Task brief ▸
A word-for-word copy of the data is what's wanted, with no pictures.

Input below:

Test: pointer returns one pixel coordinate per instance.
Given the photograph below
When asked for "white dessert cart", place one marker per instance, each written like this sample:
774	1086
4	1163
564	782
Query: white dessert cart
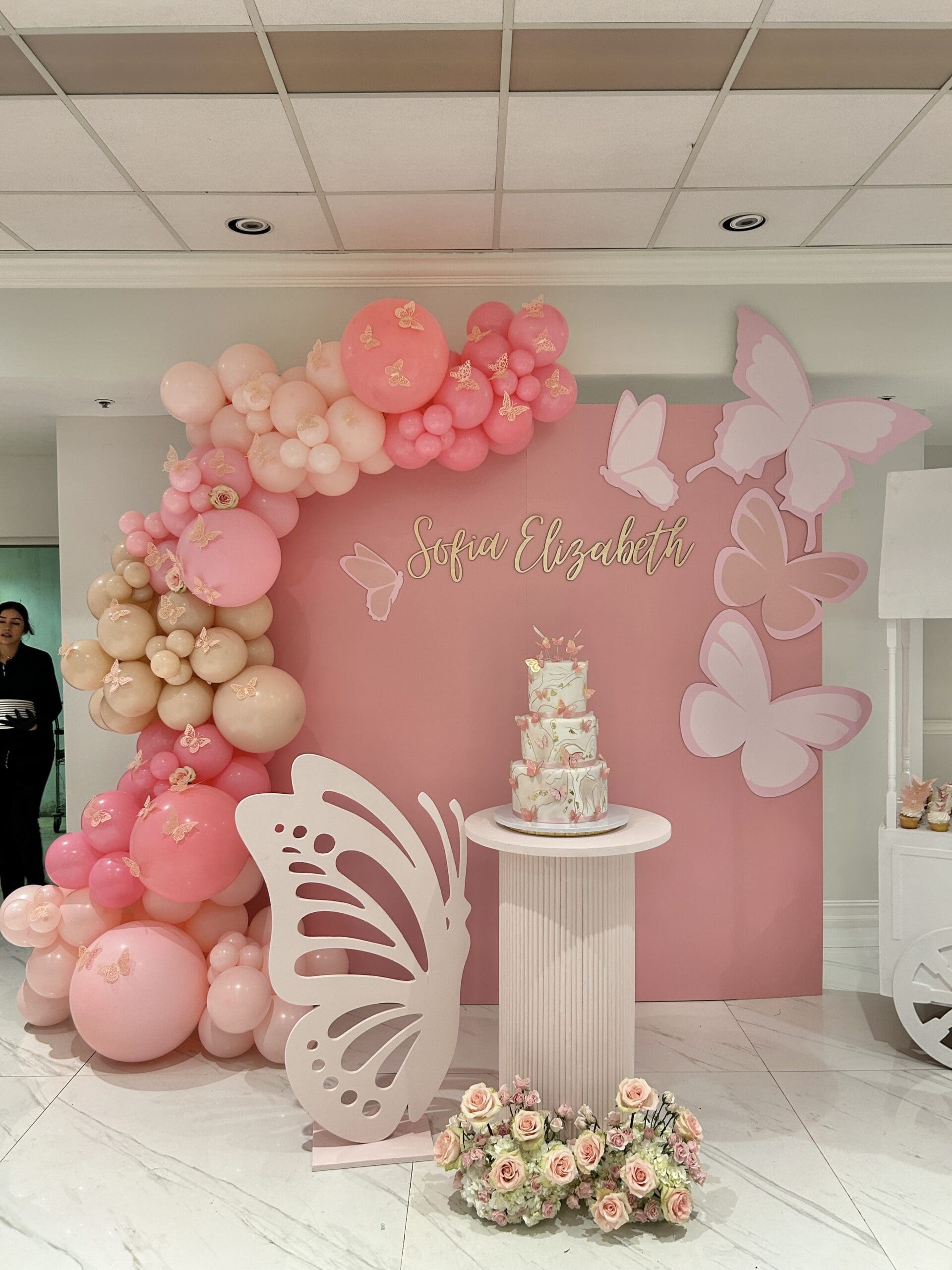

End of Input.

Answer to the exercise ▸
Test: pointer returns one pixel coordinate per instance.
Given the photograph below
When asked for "white dessert cart", place one marker per instance, each written like this sample:
774	1086
4	1163
564	782
Query: white dessert cart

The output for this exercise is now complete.